SELECTED EXTRACT
▼

What's your version of lhotse, torch, torchaudio, and webdataset?

pzelasko avatar Aug 31 '22 16:08 pzelasko

lhotse 1.5.0; torch 1.7.1; torchaudio 0.7.2; webdataset 0.2.18

rickychanhoyin avatar Sep 01 '22 04:09 rickychanhoyin

Torchaudio 0.7.2 has an old backend “sox” as default and it doesn’t support the “format” keyword arg. You can fix that by setting eg “torchaudio.set_audio_backend(“soundfile”)”

pzelasko avatar Sep 03 '22 00:09 pzelasko

thanks. BTW, there are some transcripts in the dataset which are likely incorrect (e.g. duration of segment is around 1s, while the text symbols with almost 40 Chinese characters), this causes the training collapse (where the output of encoder T is shorter then total symbol S). And you need a filter to remove those training utterances. I obtained 29.81 WER in dev and 32.25 in test with 15 epochs + 3 avg in modified_beam_search

rickychanhoyin avatar Sep 03 '22 00:09 rickychanhoyin

Thanks! Would you be willing to make a PR that fixes it?

pzelasko avatar Sep 03 '22 00:09 pzelasko

mu.... may be anyone who see this can just add something similar to this (remove_frames_less_tokens) in the train_cuts in his/her own recipe within train.py .

def remove_frames_less_tokens(c: Cut): return c.duration >= len(c.supervisions[0].text)*0.06666 #return ((c.duration * 100 -1) // 2 -1) // 2 >= len(c.supervisions[0].text)

train_cuts = train_cuts.filter(remove_short_and_long_utt)
train_cuts = train_cuts.filter(remove_frames_less_tokens)

rickychanhoyin avatar Sep 03 '22 01:09 rickychanhoyin

I think it is a common issue with conversational audio where sometimes transcript tokens can be longer than the audio. See: https://github.com/k2-fsa/icefall/issues/603 for a related issue. On some experiments with AMI, I found that ~0.2% of segments had this problem.

If you are throwing away too much data in this way, I would suggest increasing your number of BPE tokens.

desh2608 avatar Nov 14 '22 21:11 desh2608

▲

INFORMATION SUPPLIED
▼

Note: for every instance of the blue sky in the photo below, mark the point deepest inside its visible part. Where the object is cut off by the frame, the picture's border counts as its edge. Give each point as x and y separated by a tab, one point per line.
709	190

▲

PROBLEMS
(1) Copy out the stretch of the forum thread from "rickychanhoyin avatar Sep 03 '22 00:09" through "within train.py .".
(2) Decide whether each statement agrees with the forum thread, answering yes or no and quoting the words that settle it: (a) The reported torchaudio version is 0.7.2. (b) The reported WER figures came from 15 epochs of training. (c) In the AMI experiments, about 2% of segments had transcripts longer than the audio.
Answer using only what the forum thread says.

SOLUTION SET
(1)
rickychanhoyin avatar Sep 03 '22 00:09 rickychanhoyin

Thanks! Would you be willing to make a PR that fixes it?

pzelasko avatar Sep 03 '22 00:09 pzelasko

mu.... may be anyone who see this can just add something similar to this (remove_frames_less_tokens) in the train_cuts in his/her own recipe within train.py .

(2)
(a) Yes: "torchaudio 0.7.2"
(b) Yes: "with 15 epochs + 3 avg in modified_beam_search"
(c) No: "~0.2% of segments had this problem"